:: What to work on ::
- A) Duplicate the portion of the article on the newspaper's press freedom campaign below from "Press under stress" up to and including "related to COVID-19.".
- B) In the article on the newspaper's press freedom campaign below, translate this sentence into Spanish: "We published a print ad that at first seemed like an ad, but when held against the light, revealed an additional message in defense of freedom of the press."

:: Quoted passage ::
== Segment start ==

By Tuomas Jääskeläinen

Helsingin Sanomat

Helsinki, Finland


Every year, for World Press Freedom Day on May 3, we work hard to come up with creative ways to remind our audience that freedom of the press is not to be taken for granted — not even in Finland, one of the top-ranking countries in the World Press Freedom Index.

Exactly one year ago, the whole world was spiraling deeper into a deadly pandemic. The news desk was electrified by the situation. Our teams were working tirelessly to report the news in a working environment that changed almost overnight with social distancing, protective gear, and endless Teams meetings.

We were coming up with new ways to do our job every single day. Our driving force was the realisation that the need for fact-based journalism was now more essential than ever.

At the same time, we noticed worrying developments in other parts of the world. Many oppressive governments resorted to censoring facts about the disease and its development, even using the pandemic as an excuse to further their control over the media.

Also in Finland, the situation was a breeding ground for misinformation. Tones were getting harsher about how the government or the press should treat the disease. The chaotic situation fostered massive amounts of misinformation, especially in social media. Cries of “fake news” were used to push political agendas, sometimes almost eclipsing the hard work of real journalists.

Press under stress

In March, reporters Davidson Rojas in Venezuela and Mohammed Mosaed in Iran were arrested and interrogated for COVID-19 reporting that didn’t please the ruling powers. In Hungary, the leading Fidesz party declared a state of emergency, granting itself practically autocratic powers. By May 2020, the Index of Censorship organisation had listed over 200 incidents of suppression of free expression related to COVID-19.

Times of crisis give the leaders a chance to increase control and set laws that decrease freedom of speech. Nothing will guarantee that these restrictions shall be lifted when things get back to normal. Many people wondered: If this can happen in another EU country like Hungary, could it also happen in our country one day?

Our objective was to provide a tangible reminder of the value of free press and to strengthen the newspaper’s brand by drawing attention to its core principles. The printed newspaper was the most iconic medium for this objective. In one of our creative workshops, we came up with an idea to play a little bit with the medium and launched our “Read Between the Lies” campaign.

Helsingin Sanomat wanted to create a reminder of the value of free press while also strengthening the newspaper's brand.
Helsingin Sanomat wanted to create a reminder of the value of free press while also strengthening the newspaper's brand.

We published a print ad that at first seemed like an ad, but when held against the light, revealed an additional message in defense of freedom of the press.

When held against the light, a hidden message printed on the backside of the newspaper became visible between the lines. That message said: “Today we celebrate World Press Freedom Day. Several governments have lied about the impact of the COVID-19 pandemic. Distorting information and concealing facts have further deteriorated the freedom of the press in countries such as China, Iran, Iraq, and Hungary.”

When held against the light, the newspaper page showed an additional message.
When held against the light, the newspaper page showed an additional message.

We reminded our readers in Finland how important press freedom is to the transparent and truthful flow of information. At the end of the day, we made truth and journalism the talk of the town with the creative use of newsprint as a medium.

== Segment end ==

:: Excerpted records ::
== Segment start ==

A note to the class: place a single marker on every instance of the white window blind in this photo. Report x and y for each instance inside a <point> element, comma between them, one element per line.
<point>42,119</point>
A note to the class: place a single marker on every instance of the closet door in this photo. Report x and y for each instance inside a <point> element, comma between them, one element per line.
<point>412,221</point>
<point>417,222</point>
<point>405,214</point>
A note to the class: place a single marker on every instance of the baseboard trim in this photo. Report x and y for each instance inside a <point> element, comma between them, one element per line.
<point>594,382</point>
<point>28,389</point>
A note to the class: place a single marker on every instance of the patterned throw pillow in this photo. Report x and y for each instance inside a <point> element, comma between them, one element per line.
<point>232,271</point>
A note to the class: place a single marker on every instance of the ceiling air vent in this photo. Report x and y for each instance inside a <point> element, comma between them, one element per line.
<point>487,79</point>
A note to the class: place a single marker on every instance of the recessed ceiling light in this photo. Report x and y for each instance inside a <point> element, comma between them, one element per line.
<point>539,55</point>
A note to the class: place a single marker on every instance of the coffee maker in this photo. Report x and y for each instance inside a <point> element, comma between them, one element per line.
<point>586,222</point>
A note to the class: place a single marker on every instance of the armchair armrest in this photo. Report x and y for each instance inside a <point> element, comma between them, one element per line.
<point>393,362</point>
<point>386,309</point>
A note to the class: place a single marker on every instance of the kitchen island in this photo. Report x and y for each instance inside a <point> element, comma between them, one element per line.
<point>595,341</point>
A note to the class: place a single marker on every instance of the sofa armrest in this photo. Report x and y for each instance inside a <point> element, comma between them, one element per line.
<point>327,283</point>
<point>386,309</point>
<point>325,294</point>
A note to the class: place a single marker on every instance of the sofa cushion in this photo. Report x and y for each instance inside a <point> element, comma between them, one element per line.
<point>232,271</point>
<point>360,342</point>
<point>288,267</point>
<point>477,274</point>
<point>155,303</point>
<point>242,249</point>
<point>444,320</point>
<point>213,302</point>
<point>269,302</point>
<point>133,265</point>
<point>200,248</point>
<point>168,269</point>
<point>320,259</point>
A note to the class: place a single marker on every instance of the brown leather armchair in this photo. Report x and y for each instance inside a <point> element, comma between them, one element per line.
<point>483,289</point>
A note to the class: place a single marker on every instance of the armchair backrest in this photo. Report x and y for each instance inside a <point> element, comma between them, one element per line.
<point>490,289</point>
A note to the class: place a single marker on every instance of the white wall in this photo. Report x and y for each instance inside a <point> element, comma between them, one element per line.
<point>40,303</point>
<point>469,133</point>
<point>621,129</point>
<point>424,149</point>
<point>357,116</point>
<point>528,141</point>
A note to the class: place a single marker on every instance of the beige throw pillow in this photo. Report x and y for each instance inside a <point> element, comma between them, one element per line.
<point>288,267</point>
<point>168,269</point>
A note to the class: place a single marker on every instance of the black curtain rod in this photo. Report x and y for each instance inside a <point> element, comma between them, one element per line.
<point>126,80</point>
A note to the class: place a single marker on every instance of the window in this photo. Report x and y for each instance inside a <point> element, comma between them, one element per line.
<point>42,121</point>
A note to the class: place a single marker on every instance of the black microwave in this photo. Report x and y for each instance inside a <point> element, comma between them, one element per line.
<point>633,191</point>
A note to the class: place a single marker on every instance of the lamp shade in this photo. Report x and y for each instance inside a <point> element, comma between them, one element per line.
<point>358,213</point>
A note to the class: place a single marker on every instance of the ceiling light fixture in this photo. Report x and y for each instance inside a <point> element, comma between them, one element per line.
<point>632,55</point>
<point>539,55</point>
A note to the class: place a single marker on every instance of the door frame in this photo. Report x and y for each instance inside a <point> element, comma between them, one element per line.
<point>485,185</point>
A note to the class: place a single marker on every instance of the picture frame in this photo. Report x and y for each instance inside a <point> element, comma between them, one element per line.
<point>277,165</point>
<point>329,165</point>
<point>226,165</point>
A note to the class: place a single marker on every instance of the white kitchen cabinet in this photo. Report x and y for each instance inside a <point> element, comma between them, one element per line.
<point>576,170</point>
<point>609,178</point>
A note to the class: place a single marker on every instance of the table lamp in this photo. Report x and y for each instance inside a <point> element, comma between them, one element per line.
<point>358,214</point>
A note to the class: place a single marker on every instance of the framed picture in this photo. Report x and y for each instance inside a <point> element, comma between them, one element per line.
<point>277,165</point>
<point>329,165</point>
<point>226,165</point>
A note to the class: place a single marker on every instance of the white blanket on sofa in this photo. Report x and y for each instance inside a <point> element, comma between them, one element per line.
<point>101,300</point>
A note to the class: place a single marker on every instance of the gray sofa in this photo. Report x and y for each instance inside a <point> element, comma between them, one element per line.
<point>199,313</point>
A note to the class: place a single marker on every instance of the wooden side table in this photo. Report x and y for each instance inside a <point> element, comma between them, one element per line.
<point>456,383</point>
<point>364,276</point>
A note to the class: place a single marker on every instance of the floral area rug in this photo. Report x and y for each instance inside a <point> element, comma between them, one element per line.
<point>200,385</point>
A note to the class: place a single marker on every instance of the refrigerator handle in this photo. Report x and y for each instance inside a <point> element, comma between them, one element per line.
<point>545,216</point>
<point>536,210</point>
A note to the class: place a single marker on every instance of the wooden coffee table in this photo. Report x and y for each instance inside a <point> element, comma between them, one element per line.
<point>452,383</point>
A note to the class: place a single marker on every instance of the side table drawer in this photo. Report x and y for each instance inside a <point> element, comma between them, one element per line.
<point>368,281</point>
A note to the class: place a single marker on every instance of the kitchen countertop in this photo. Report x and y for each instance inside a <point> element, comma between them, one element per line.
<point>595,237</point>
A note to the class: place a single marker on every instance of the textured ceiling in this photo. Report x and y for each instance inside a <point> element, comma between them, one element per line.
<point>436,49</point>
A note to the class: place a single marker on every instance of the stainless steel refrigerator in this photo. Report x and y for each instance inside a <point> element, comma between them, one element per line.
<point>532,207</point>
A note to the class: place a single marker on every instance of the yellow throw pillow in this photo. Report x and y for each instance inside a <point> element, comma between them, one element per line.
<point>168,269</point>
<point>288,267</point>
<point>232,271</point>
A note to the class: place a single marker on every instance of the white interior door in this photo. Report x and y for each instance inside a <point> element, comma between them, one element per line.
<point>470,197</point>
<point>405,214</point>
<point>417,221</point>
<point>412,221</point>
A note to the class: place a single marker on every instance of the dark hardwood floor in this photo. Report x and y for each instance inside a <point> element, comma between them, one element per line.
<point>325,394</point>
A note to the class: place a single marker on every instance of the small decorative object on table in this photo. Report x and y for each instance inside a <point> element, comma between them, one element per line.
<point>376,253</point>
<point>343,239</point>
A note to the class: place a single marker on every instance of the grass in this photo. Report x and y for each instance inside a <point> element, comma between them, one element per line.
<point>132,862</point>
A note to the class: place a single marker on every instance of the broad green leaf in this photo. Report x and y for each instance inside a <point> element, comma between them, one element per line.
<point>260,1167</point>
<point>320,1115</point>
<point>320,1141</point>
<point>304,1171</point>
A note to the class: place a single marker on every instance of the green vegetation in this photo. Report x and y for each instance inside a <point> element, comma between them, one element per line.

== Segment end ==

:: Numbered responses ::
- A)
Press under stress

In March, reporters Davidson Rojas in Venezuela and Mohammed Mosaed in Iran were arrested and interrogated for COVID-19 reporting that didn’t please the ruling powers. In Hungary, the leading Fidesz party declared a state of emergency, granting itself practically autocratic powers. By May 2020, the Index of Censorship organisation had listed over 200 incidents of suppression of free expression related to COVID-19.

- B) Publicamos un anuncio impreso que al principio parecía un anuncio, pero que, al sostenerlo a contraluz, revelaba un mensaje adicional en defensa de la libertad de prensa.